## İstenen
Aşağıdaki verilerde "pole in the photo above." ifadesini içeren satırdan "(1015, 522)" ifadesini içeren satıra kadar uzanan bölümü, iki uç satır da dahil olmak üzere harfi harfine tekrarla. Resimleri yanıta alma.

## Veri kümesi
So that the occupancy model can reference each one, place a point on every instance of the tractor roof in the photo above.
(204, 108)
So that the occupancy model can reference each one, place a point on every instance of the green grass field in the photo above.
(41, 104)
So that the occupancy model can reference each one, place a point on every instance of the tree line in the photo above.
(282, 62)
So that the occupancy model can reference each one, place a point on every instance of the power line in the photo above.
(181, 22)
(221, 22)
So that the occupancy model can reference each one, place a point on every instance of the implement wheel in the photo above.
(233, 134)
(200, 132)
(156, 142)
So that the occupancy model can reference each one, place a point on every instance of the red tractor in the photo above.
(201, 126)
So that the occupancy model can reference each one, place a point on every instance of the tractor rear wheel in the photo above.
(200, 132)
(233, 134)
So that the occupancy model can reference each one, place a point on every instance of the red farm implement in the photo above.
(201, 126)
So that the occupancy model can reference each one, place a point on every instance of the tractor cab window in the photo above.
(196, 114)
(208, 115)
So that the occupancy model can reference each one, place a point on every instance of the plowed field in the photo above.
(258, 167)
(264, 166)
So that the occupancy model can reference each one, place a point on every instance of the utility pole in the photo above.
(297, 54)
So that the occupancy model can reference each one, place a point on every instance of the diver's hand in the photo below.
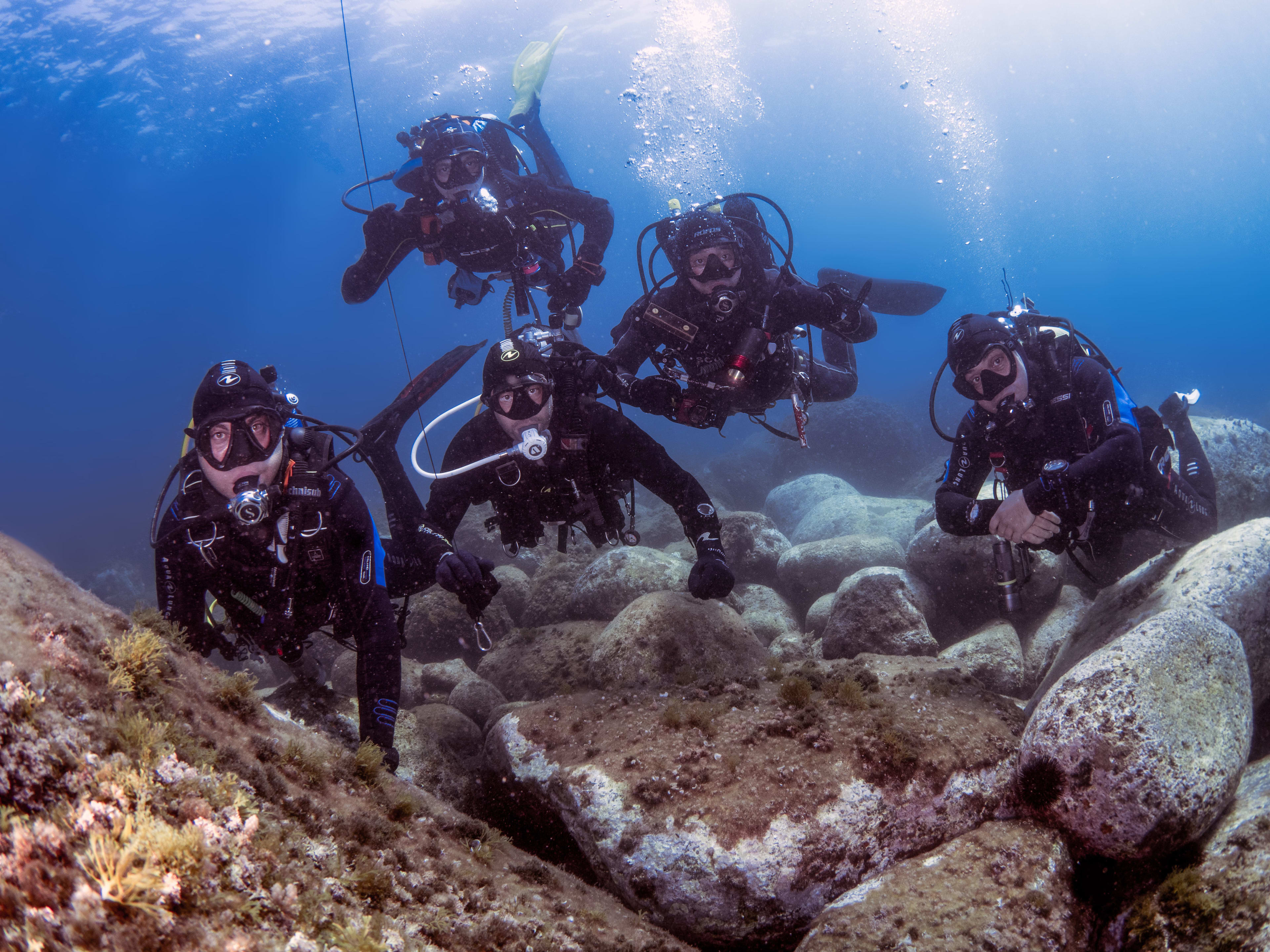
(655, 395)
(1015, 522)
...
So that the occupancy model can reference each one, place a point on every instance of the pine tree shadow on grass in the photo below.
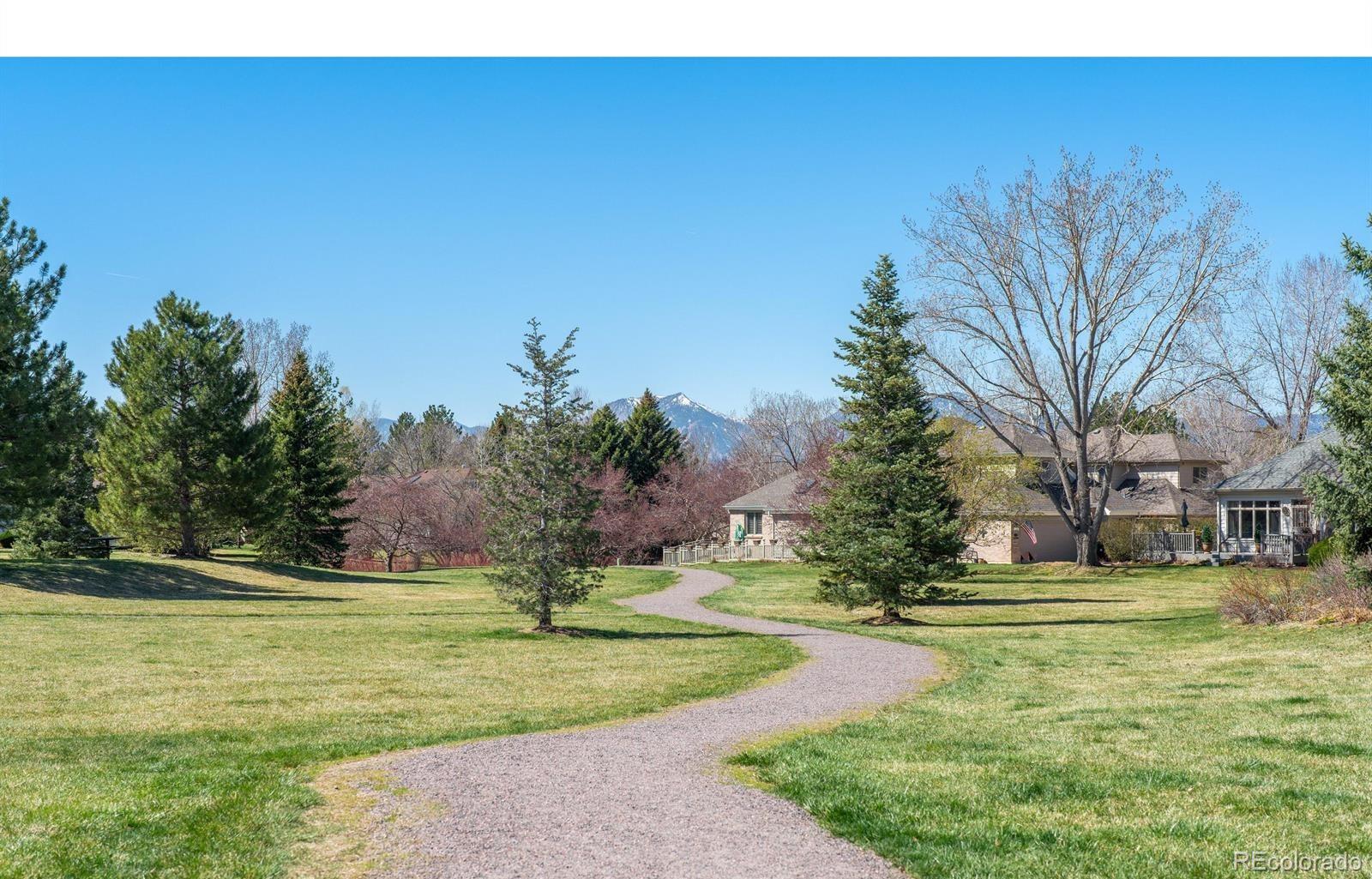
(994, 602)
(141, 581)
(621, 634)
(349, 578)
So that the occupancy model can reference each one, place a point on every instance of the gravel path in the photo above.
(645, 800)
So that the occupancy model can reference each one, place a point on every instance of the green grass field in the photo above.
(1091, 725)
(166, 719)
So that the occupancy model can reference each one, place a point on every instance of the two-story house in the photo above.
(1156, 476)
...
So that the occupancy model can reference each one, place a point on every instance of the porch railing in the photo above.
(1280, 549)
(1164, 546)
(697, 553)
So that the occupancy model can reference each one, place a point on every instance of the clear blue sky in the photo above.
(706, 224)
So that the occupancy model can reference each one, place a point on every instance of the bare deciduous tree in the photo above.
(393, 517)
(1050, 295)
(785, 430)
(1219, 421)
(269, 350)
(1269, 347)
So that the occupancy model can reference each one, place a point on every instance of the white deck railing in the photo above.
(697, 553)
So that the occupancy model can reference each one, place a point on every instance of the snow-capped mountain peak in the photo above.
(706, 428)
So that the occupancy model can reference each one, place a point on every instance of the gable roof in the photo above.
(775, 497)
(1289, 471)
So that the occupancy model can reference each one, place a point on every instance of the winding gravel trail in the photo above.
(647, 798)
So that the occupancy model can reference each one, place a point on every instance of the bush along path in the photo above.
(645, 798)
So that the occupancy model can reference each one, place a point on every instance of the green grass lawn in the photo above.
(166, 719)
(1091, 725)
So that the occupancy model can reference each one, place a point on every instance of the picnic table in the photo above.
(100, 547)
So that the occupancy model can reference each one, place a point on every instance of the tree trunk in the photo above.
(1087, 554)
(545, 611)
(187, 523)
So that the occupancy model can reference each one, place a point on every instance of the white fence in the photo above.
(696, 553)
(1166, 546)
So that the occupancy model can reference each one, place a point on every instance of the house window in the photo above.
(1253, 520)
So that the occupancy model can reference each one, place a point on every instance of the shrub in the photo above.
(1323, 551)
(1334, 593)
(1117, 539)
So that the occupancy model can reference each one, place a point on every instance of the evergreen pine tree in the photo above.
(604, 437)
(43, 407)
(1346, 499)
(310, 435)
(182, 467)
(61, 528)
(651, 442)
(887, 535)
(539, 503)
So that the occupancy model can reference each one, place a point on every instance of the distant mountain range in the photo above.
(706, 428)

## Görevin yanıtı
So that the occupancy model can reference each one, place a point on every instance of the utility pole in the photo above.
(297, 54)
So that the occupancy model can reference each one, place a point on every instance of the diver's hand in the photo below.
(655, 395)
(1015, 522)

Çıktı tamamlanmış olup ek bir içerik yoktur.